### What to do
Could you convert all of the material below into a Markdown table with the columns "Entry" (a running row number) and "Content" (the line itself), skipping blank lines and leaving out the pictures?

##### Stored records

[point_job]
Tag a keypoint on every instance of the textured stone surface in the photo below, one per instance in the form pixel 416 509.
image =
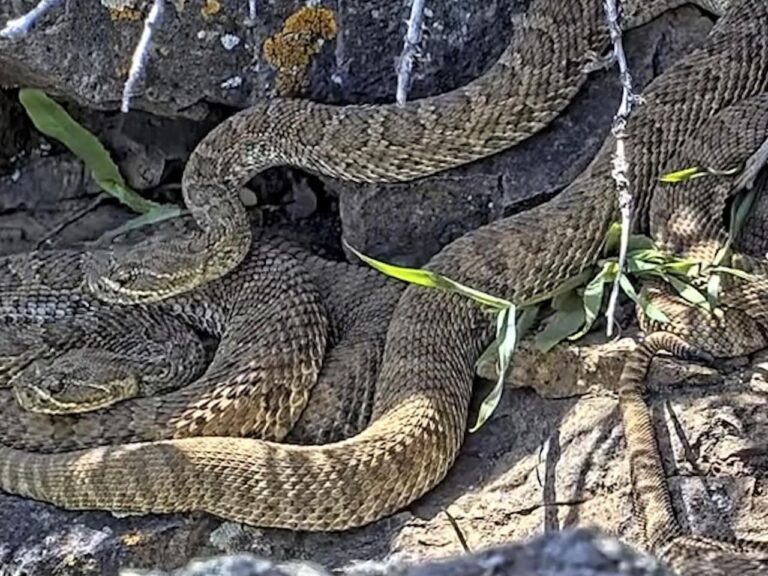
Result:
pixel 568 553
pixel 408 223
pixel 539 464
pixel 191 61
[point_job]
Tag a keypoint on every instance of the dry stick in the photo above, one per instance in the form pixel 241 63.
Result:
pixel 69 220
pixel 619 169
pixel 412 39
pixel 20 27
pixel 141 54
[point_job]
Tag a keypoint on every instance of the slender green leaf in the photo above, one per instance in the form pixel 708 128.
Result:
pixel 160 213
pixel 593 297
pixel 683 267
pixel 52 120
pixel 506 339
pixel 742 274
pixel 569 316
pixel 713 291
pixel 687 291
pixel 430 279
pixel 648 308
pixel 682 175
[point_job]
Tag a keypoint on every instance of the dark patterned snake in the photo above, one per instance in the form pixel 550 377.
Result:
pixel 423 388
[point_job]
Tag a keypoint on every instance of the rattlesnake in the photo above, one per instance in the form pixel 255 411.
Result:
pixel 422 393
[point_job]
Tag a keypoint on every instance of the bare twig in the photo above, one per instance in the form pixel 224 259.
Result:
pixel 69 220
pixel 412 39
pixel 20 27
pixel 619 170
pixel 141 53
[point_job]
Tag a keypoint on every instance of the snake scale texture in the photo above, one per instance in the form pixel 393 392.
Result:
pixel 422 392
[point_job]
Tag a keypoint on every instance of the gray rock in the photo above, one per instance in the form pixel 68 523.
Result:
pixel 190 63
pixel 408 223
pixel 540 464
pixel 567 553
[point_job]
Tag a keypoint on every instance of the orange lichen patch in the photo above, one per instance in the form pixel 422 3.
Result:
pixel 125 14
pixel 210 9
pixel 291 50
pixel 133 539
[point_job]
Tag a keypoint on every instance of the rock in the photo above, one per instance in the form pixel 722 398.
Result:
pixel 567 553
pixel 539 465
pixel 40 540
pixel 408 223
pixel 214 54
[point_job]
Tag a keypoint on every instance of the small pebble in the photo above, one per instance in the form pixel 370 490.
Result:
pixel 229 41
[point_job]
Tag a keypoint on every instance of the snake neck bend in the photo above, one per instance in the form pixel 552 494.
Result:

##########

### Reply to the task
| Entry | Content |
|---|---|
| 1 | [point_job] |
| 2 | Tag a keypoint on every instance of the textured stone surface in the photo below, one per instance in the form pixel 416 509. |
| 3 | image = |
| 4 | Result: |
| 5 | pixel 568 553 |
| 6 | pixel 408 223 |
| 7 | pixel 539 464 |
| 8 | pixel 191 61 |
| 9 | [point_job] |
| 10 | Tag a keypoint on every instance of the dry stick in the photo above, one per instance in the form pixel 241 63. |
| 11 | Result: |
| 12 | pixel 69 220 |
| 13 | pixel 619 169 |
| 14 | pixel 412 39 |
| 15 | pixel 20 27 |
| 16 | pixel 141 54 |
| 17 | [point_job] |
| 18 | Tag a keypoint on every instance of the slender green leaf in the photo above, one per instance in the form pixel 708 128. |
| 19 | Result: |
| 20 | pixel 160 213 |
| 21 | pixel 593 297 |
| 22 | pixel 683 267 |
| 23 | pixel 52 120 |
| 24 | pixel 506 339 |
| 25 | pixel 742 274 |
| 26 | pixel 569 316 |
| 27 | pixel 713 291 |
| 28 | pixel 687 291 |
| 29 | pixel 430 279 |
| 30 | pixel 648 308 |
| 31 | pixel 682 175 |
| 32 | [point_job] |
| 33 | Tag a keypoint on every instance of the dark patterned snake in the photo above, one per instance in the form pixel 550 377. |
| 34 | Result: |
| 35 | pixel 423 388 |
| 36 | [point_job] |
| 37 | Tag a keypoint on every instance of the rattlesnake in the photo above, one per instance in the form pixel 255 411. |
| 38 | Result: |
| 39 | pixel 422 393 |
| 40 | [point_job] |
| 41 | Tag a keypoint on every instance of the bare twig in the photo above, one per instance in the form pixel 224 259. |
| 42 | Result: |
| 43 | pixel 69 220 |
| 44 | pixel 412 39 |
| 45 | pixel 20 27 |
| 46 | pixel 619 170 |
| 47 | pixel 141 53 |
| 48 | [point_job] |
| 49 | Tag a keypoint on every instance of the snake scale texture in the photo above, one per instance in the form pixel 393 392. |
| 50 | Result: |
| 51 | pixel 422 392 |
| 52 | [point_job] |
| 53 | Tag a keypoint on every instance of the gray rock in the photo above, one per instance in the form pixel 68 523. |
| 54 | Result: |
| 55 | pixel 190 63 |
| 56 | pixel 408 223 |
| 57 | pixel 540 464 |
| 58 | pixel 567 553 |
| 59 | [point_job] |
| 60 | Tag a keypoint on every instance of the orange lichen patch in the photo above, one per instance in the form pixel 422 3. |
| 61 | Result: |
| 62 | pixel 125 14 |
| 63 | pixel 210 9 |
| 64 | pixel 291 50 |
| 65 | pixel 133 539 |
| 66 | [point_job] |
| 67 | Tag a keypoint on every instance of the rock in the photo above, one per instance in the form pixel 722 398. |
| 68 | Result: |
| 69 | pixel 567 553 |
| 70 | pixel 539 465 |
| 71 | pixel 40 540 |
| 72 | pixel 408 223 |
| 73 | pixel 214 54 |
| 74 | [point_job] |
| 75 | Tag a keypoint on every instance of the small pebble in the photo above, one per instance in the form pixel 370 490. |
| 76 | Result: |
| 77 | pixel 229 41 |
| 78 | [point_job] |
| 79 | Tag a keypoint on every instance of the snake neck bend in the photo above, one per instance in the form pixel 552 494. |
| 80 | Result: |